▶ PAGE EXTRACT
______

Only about two weeks left in this semester, thank God. That’s five more meetings of each class, and two weeks of interaction with the apparently comatose magazine-writing students. I’m going to be so, so glad to be free of ever having to teach freshman comp again (…i hope). You ain’t seen short-timer’s syndrome until you’ve come to the end of a semester of wrangling freshmen. But as you can imagine, I’ve had predictable second thoughts about walking away from my only steady source of earned income. Well…sporadically steady.
Oddly, though, I haven’t felt as jittery about it as I’d expected. The truth is, over the past few months, I’ve pretty much stopped obsessing about money. Once or twice a month, I go into Quickbooks to log my credit-card charges and the very few checks I write, and that’s about the last of think of it. I expect it’s because living on $26,820 a year, net Social Security and teaching pay, has demonstrated that I really can live on very little money. And my gross annual teaching pay is only about 3 percent of retirement savings. So the truth is, even in the unlikely event that The Copyeditor’s Desk never makes another dime, there’s plenty for me to live on. Modestly, but adequately.

______

▶ EXTRACTED RECORDS
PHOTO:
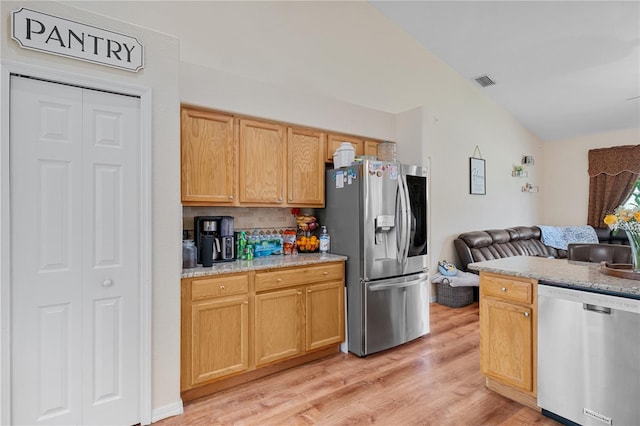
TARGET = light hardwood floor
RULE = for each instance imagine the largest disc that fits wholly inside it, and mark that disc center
(434, 380)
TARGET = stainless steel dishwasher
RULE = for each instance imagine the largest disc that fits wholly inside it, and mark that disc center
(588, 356)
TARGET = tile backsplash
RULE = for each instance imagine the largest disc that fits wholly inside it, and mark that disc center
(245, 218)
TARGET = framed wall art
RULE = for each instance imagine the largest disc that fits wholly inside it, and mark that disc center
(477, 178)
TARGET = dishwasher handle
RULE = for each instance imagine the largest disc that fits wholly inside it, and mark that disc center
(596, 308)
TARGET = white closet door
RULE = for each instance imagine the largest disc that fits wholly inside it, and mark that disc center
(75, 252)
(111, 248)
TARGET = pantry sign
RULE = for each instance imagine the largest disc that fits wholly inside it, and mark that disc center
(58, 36)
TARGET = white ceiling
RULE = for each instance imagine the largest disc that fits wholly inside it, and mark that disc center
(562, 68)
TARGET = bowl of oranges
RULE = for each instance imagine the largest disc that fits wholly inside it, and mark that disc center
(307, 242)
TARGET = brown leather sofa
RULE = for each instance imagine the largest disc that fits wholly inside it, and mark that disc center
(606, 236)
(477, 246)
(610, 253)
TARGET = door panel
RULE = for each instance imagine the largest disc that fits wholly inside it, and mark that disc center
(54, 393)
(75, 253)
(110, 275)
(53, 199)
(46, 203)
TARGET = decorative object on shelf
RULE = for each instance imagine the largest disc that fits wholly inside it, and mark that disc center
(527, 159)
(530, 188)
(627, 219)
(477, 178)
(519, 171)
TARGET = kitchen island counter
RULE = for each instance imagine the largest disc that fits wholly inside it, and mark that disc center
(267, 262)
(576, 275)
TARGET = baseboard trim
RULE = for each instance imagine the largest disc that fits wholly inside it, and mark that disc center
(170, 410)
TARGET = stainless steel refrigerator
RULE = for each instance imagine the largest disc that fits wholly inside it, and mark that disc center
(376, 214)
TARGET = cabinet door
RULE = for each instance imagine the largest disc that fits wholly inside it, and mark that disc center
(278, 325)
(262, 168)
(207, 157)
(324, 315)
(334, 141)
(506, 346)
(305, 182)
(219, 338)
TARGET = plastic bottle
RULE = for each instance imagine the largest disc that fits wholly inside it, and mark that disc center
(325, 241)
(188, 254)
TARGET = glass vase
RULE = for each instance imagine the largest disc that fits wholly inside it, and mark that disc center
(634, 242)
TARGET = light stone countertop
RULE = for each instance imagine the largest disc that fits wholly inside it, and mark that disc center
(576, 275)
(266, 262)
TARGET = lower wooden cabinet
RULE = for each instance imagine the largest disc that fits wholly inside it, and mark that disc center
(241, 326)
(324, 315)
(220, 338)
(508, 335)
(278, 325)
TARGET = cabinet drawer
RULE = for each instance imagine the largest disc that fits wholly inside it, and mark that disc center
(507, 288)
(219, 286)
(296, 276)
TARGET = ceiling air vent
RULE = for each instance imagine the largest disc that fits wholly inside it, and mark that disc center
(485, 81)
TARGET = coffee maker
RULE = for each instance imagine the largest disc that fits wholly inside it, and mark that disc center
(214, 239)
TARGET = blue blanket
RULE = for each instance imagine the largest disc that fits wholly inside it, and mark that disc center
(560, 236)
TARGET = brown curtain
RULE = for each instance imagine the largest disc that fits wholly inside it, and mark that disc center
(612, 175)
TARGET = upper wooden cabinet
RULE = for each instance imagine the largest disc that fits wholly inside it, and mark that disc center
(230, 160)
(208, 160)
(262, 163)
(305, 181)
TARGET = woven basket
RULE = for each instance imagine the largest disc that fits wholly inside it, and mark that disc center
(454, 297)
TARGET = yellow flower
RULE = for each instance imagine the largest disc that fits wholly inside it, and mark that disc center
(610, 219)
(626, 215)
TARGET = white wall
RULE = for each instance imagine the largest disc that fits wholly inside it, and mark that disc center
(566, 182)
(161, 74)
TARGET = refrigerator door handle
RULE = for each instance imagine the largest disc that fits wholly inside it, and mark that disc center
(404, 230)
(396, 282)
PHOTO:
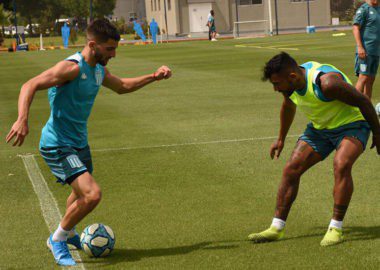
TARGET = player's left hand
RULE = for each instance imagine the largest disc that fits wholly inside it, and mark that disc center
(163, 73)
(376, 142)
(19, 130)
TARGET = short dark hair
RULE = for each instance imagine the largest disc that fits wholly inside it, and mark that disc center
(278, 64)
(102, 30)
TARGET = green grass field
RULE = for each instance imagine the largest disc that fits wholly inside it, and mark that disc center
(184, 164)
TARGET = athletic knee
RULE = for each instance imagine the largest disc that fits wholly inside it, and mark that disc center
(292, 170)
(342, 167)
(93, 197)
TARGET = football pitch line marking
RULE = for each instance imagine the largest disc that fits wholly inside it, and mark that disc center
(188, 144)
(48, 204)
(268, 47)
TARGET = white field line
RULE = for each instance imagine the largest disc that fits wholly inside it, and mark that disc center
(268, 48)
(188, 144)
(48, 204)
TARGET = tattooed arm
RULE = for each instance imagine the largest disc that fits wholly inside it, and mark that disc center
(288, 111)
(334, 87)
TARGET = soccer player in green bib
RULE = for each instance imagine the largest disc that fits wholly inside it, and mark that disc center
(340, 119)
(366, 31)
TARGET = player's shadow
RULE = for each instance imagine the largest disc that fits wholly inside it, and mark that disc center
(130, 255)
(353, 233)
(357, 233)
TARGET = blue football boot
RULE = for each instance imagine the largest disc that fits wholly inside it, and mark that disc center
(60, 252)
(75, 241)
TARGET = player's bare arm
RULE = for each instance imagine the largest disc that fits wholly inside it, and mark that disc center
(59, 74)
(361, 51)
(333, 86)
(128, 85)
(288, 111)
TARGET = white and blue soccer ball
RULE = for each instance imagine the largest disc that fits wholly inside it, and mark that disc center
(97, 240)
(377, 108)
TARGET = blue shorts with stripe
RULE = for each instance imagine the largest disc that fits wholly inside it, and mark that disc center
(325, 141)
(367, 66)
(67, 163)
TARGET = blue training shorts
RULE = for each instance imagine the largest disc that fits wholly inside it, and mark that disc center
(325, 141)
(367, 66)
(67, 163)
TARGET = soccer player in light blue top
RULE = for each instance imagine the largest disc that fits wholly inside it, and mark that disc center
(73, 85)
(366, 31)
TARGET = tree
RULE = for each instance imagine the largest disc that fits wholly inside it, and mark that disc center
(30, 9)
(5, 17)
(103, 8)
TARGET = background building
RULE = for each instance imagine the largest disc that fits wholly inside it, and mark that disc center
(190, 16)
(129, 9)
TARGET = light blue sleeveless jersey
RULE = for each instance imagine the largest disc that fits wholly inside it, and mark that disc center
(71, 105)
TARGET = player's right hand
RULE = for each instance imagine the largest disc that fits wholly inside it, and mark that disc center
(18, 131)
(362, 53)
(276, 149)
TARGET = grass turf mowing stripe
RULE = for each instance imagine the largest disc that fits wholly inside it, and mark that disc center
(48, 204)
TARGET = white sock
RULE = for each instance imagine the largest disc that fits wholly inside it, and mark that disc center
(72, 233)
(60, 234)
(278, 223)
(336, 224)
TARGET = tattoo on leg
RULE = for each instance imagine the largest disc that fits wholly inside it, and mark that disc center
(282, 211)
(340, 211)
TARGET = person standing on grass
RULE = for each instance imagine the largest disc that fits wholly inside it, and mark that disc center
(366, 31)
(209, 29)
(73, 85)
(211, 25)
(341, 119)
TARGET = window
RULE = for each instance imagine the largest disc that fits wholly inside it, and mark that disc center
(250, 2)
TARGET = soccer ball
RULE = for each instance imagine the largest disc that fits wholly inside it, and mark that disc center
(97, 240)
(377, 108)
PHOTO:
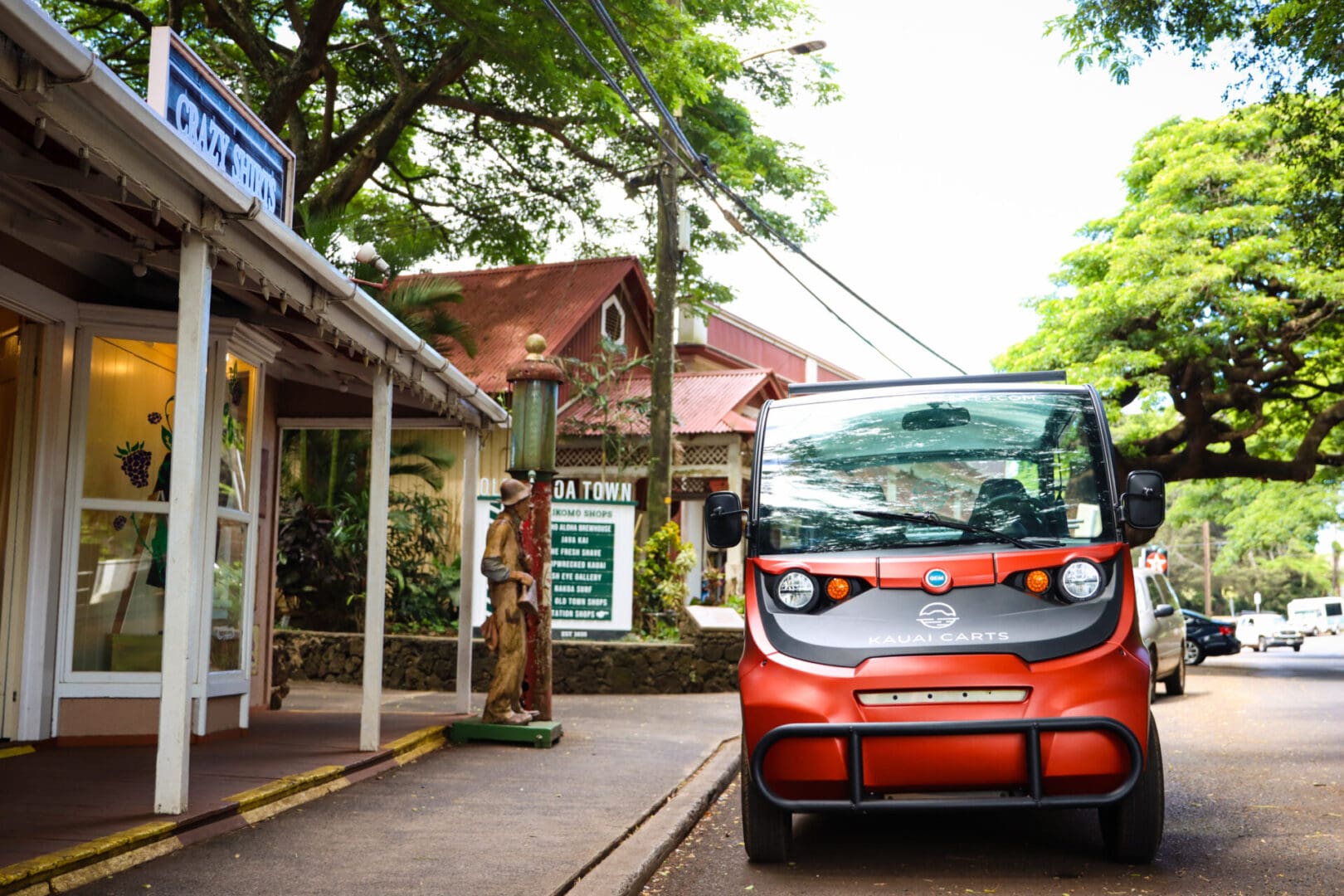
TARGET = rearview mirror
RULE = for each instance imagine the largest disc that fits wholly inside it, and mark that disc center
(723, 520)
(1146, 500)
(936, 418)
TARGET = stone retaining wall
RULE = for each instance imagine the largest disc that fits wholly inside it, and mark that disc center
(709, 663)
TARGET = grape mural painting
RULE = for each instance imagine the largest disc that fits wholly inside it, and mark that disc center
(136, 462)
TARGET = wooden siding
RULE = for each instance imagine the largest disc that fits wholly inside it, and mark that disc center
(756, 351)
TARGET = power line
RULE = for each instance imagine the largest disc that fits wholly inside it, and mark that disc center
(808, 289)
(704, 162)
(700, 163)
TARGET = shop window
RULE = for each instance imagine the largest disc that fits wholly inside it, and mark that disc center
(230, 592)
(124, 514)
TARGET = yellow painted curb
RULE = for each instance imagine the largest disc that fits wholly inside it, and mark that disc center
(411, 740)
(427, 746)
(110, 845)
(113, 865)
(297, 798)
(280, 789)
(129, 848)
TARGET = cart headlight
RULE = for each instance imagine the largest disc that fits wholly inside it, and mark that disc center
(796, 590)
(1081, 581)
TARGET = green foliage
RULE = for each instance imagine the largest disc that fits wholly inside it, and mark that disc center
(660, 568)
(1262, 539)
(608, 409)
(1276, 49)
(1195, 309)
(321, 563)
(420, 303)
(479, 129)
(309, 465)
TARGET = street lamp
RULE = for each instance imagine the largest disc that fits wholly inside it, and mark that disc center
(795, 50)
(368, 254)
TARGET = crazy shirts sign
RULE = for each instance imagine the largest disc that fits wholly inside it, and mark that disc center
(592, 566)
(226, 134)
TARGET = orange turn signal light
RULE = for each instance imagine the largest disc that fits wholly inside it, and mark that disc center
(838, 589)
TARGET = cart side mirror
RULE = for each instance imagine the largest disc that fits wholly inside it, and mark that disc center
(723, 520)
(1146, 500)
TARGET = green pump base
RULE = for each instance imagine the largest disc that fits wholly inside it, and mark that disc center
(538, 733)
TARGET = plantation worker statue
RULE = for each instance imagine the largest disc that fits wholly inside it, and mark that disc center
(509, 572)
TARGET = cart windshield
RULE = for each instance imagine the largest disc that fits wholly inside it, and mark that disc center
(1015, 468)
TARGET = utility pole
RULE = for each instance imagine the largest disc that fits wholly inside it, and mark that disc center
(1335, 568)
(665, 309)
(1209, 577)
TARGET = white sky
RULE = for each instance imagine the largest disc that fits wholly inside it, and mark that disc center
(962, 162)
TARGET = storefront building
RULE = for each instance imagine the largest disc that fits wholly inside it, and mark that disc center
(158, 320)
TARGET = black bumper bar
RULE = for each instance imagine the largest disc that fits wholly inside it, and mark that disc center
(1032, 728)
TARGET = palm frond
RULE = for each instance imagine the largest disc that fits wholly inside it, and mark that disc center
(418, 303)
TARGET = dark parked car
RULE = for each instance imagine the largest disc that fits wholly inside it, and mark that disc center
(1207, 637)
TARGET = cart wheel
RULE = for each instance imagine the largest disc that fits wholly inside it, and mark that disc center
(1176, 681)
(1132, 829)
(767, 829)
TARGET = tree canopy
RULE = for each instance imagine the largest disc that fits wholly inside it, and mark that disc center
(1280, 49)
(1262, 539)
(1196, 309)
(466, 128)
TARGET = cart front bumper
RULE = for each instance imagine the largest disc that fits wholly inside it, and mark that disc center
(855, 733)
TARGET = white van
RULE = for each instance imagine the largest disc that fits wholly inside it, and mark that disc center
(1317, 616)
(1264, 631)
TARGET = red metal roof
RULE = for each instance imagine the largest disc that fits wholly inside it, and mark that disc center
(504, 305)
(702, 402)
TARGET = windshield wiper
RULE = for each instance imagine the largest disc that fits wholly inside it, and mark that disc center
(929, 518)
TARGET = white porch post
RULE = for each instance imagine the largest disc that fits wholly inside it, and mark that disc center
(734, 562)
(375, 579)
(186, 539)
(466, 597)
(693, 531)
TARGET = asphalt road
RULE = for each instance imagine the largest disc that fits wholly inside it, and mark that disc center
(1254, 755)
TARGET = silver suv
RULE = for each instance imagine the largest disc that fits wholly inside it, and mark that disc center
(1163, 629)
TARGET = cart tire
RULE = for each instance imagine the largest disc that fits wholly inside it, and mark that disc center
(767, 829)
(1176, 681)
(1132, 829)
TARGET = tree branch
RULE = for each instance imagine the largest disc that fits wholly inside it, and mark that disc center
(338, 193)
(552, 127)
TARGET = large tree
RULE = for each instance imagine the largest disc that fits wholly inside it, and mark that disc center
(1196, 306)
(479, 128)
(1276, 50)
(1262, 538)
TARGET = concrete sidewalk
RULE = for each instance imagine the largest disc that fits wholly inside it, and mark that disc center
(436, 825)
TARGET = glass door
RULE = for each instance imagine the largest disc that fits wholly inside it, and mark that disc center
(11, 395)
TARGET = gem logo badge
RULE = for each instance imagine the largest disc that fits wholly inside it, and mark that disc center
(937, 582)
(937, 616)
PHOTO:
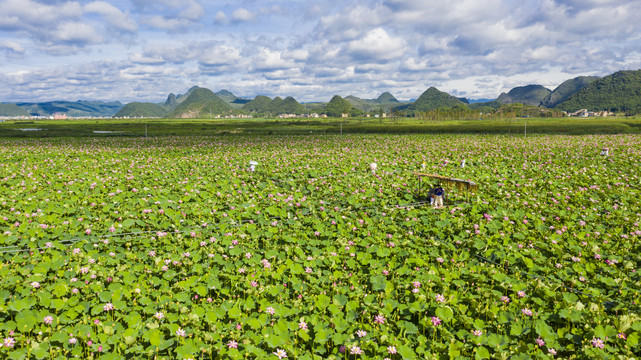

______

▶ REQUIREMENT A
According to the blog post, how much does the writer live on each year?
▶ REQUIREMENT B
Reproduce verbatim everything in the blog post from "Only about two" down to "income. Well…sporadically steady.".

▶ FINAL ANSWER A
$26,820 a year, net Social Security and teaching pay.

▶ FINAL ANSWER B
Only about two weeks left in this semester, thank God. That’s five more meetings of each class, and two weeks of interaction with the apparently comatose magazine-writing students. I’m going to be so, so glad to be free of ever having to teach freshman comp again (…i hope). You ain’t seen short-timer’s syndrome until you’ve come to the end of a semester of wrangling freshmen. But as you can imagine, I’ve had predictable second thoughts about walking away from my only steady source of earned income. Well…sporadically steady.